Repeat verbatim every line of the material, beginning at the line that holds "the blue rangers" and ending at its last line.

Excerpted records -
============================================================
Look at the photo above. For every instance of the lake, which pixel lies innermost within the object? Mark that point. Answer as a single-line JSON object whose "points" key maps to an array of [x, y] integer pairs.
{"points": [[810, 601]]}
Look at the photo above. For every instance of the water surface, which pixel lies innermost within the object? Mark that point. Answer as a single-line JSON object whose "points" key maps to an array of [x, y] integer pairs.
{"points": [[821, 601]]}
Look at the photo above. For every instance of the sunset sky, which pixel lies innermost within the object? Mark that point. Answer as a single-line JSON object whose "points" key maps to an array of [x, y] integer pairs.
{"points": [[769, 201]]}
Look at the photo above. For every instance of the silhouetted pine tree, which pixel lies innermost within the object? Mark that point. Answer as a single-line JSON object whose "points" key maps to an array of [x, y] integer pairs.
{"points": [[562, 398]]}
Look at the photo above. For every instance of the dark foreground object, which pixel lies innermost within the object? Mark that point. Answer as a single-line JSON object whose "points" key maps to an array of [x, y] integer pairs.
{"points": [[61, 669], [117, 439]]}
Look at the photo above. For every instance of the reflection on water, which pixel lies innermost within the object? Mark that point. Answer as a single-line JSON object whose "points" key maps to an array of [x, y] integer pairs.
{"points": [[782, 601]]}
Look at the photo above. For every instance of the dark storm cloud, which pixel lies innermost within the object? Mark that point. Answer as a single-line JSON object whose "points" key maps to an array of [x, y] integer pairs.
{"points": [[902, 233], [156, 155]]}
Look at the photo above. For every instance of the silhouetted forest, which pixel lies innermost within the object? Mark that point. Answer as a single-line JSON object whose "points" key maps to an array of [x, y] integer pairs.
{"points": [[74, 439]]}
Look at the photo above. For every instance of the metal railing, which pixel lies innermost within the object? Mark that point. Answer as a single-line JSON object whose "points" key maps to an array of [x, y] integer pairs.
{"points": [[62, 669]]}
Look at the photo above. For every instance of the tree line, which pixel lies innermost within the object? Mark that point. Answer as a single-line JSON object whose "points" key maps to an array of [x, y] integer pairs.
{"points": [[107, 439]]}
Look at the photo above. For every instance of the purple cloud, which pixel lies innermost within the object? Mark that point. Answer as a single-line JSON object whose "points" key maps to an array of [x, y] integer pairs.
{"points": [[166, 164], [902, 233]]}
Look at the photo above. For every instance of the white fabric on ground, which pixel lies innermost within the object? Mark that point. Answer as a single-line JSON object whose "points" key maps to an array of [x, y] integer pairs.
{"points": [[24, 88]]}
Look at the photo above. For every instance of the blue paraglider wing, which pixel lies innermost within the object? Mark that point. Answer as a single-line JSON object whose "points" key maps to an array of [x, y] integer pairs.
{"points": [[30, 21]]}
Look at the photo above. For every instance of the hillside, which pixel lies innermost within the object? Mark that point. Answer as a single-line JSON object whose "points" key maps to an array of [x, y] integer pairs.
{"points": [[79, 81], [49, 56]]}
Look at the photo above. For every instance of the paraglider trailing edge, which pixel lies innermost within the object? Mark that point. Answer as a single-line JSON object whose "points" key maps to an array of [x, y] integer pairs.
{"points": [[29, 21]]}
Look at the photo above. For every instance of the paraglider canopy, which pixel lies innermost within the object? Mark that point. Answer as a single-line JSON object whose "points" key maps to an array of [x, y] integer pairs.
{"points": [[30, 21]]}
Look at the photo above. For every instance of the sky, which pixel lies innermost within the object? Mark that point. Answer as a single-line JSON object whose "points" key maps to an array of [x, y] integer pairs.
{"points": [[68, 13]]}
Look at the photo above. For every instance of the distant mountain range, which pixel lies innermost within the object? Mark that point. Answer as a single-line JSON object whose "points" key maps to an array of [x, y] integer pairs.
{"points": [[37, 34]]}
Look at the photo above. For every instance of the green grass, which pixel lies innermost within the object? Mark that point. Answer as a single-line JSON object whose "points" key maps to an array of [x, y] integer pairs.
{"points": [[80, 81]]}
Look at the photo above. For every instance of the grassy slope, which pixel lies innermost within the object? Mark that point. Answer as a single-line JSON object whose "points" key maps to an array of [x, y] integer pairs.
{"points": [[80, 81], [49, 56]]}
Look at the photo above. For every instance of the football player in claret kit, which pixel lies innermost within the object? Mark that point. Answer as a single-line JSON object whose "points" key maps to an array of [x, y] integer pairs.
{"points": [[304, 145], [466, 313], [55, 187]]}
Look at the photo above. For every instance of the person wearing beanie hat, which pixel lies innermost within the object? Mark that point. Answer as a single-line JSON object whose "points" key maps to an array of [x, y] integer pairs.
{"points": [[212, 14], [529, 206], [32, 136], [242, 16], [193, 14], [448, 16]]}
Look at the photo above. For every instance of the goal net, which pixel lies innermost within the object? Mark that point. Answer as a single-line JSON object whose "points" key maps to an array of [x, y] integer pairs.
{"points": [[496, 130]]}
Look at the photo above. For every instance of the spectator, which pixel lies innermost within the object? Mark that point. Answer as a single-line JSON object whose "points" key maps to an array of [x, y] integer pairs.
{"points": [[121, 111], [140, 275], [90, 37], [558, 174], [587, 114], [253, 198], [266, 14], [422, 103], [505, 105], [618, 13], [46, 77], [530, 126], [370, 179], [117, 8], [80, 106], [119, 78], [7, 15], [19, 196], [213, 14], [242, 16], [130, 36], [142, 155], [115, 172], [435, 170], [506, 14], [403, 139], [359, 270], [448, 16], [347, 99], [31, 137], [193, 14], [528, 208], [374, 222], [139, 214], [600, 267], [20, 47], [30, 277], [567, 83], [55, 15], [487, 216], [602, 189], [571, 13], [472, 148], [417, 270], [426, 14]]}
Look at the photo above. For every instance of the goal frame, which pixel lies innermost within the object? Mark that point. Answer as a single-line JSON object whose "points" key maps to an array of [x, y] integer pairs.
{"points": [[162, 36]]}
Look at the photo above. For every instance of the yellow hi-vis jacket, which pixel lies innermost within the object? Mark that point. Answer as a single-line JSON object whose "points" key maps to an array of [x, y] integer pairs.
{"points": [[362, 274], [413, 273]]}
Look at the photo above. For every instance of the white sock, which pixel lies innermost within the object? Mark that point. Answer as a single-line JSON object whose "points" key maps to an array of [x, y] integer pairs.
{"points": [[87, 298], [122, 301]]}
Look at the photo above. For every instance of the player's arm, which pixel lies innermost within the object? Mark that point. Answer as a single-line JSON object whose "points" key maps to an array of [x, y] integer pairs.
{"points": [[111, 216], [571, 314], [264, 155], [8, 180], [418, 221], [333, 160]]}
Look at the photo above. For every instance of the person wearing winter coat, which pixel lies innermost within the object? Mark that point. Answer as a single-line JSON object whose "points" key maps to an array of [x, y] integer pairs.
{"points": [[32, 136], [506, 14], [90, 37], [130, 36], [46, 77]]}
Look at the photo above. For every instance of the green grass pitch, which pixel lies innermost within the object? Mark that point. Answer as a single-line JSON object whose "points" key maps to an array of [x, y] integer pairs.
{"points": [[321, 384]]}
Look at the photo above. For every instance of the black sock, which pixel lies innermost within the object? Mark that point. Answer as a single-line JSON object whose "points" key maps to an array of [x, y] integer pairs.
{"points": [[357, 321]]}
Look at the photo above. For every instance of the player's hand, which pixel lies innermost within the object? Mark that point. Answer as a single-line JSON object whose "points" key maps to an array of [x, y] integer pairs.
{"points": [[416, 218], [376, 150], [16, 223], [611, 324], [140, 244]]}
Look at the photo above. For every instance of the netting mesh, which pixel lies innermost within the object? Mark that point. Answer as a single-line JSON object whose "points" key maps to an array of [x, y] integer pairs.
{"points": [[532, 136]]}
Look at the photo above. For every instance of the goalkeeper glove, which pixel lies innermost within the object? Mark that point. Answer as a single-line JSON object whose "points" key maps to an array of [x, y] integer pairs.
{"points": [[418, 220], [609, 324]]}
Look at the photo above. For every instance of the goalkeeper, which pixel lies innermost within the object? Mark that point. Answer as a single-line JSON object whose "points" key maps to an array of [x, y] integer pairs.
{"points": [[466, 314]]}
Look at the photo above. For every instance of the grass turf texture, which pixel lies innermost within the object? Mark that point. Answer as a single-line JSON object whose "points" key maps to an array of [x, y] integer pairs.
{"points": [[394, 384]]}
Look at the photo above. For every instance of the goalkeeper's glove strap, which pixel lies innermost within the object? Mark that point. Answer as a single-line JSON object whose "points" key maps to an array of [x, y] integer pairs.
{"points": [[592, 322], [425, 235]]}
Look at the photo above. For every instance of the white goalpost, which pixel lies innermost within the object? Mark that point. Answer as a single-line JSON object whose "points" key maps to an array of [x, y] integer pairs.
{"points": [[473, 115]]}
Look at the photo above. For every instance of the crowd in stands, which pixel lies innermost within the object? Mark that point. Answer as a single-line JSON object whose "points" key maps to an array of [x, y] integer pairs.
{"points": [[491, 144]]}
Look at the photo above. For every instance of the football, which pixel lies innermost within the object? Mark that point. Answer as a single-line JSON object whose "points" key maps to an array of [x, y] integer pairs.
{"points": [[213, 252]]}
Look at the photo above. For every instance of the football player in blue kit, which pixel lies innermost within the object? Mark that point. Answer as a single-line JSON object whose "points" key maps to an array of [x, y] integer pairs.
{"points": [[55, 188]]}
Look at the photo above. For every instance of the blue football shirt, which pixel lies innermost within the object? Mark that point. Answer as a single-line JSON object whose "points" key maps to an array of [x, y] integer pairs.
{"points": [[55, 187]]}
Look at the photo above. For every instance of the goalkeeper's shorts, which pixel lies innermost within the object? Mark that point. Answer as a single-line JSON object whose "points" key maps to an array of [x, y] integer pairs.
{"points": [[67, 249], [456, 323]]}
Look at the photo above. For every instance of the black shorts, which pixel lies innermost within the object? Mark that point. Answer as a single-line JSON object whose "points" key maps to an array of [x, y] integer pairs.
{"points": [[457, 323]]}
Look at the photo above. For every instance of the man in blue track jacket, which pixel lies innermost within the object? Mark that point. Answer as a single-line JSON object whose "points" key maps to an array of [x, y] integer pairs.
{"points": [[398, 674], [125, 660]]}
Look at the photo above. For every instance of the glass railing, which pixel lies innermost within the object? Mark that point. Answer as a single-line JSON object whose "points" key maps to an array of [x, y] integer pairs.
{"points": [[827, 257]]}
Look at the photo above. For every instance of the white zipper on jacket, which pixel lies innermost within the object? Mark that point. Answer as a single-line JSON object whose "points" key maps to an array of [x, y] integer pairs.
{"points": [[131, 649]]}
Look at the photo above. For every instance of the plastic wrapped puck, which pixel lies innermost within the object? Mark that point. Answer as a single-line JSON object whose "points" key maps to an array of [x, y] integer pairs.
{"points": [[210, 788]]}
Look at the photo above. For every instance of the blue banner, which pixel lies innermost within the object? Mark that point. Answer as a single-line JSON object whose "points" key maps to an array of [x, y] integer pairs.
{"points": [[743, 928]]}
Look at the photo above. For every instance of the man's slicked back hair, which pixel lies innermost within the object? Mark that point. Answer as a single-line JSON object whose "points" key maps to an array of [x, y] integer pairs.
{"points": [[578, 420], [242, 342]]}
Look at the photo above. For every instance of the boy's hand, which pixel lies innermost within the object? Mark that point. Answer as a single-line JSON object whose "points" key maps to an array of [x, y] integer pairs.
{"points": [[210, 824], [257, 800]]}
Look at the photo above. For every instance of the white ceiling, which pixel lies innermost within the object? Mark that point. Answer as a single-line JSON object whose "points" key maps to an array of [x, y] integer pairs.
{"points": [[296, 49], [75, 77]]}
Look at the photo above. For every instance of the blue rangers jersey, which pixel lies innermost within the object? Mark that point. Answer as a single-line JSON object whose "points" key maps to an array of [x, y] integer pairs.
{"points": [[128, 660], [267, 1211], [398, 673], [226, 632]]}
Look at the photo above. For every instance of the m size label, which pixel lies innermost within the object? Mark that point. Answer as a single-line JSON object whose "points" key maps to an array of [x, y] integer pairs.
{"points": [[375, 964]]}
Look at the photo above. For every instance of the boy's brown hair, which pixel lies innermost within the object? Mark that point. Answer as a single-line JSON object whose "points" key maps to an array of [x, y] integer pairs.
============================================================
Written response -
Look at the photo above. For every instance of the blue rangers jersey, which pixel lies innermost within the object? Mark that point. Answer as a single-line JSON object whose "points" key maps to an array of [x, y] integer pairs.
{"points": [[128, 660], [267, 1211], [398, 673], [226, 632]]}
Look at the photo above. For every instance of the m size label, which pixel lies innermost within the object? Mark that point. Answer as a single-line JSON object whose "points" key maps to an array of [x, y] integer pairs.
{"points": [[375, 964]]}
Look at the photo above. For every instance of the boy's brown hair, which pixel lies innermost within the object? Mark that point. Answer as a single-line JSON object whose "points" key maps to an array of [x, y] integer pairs.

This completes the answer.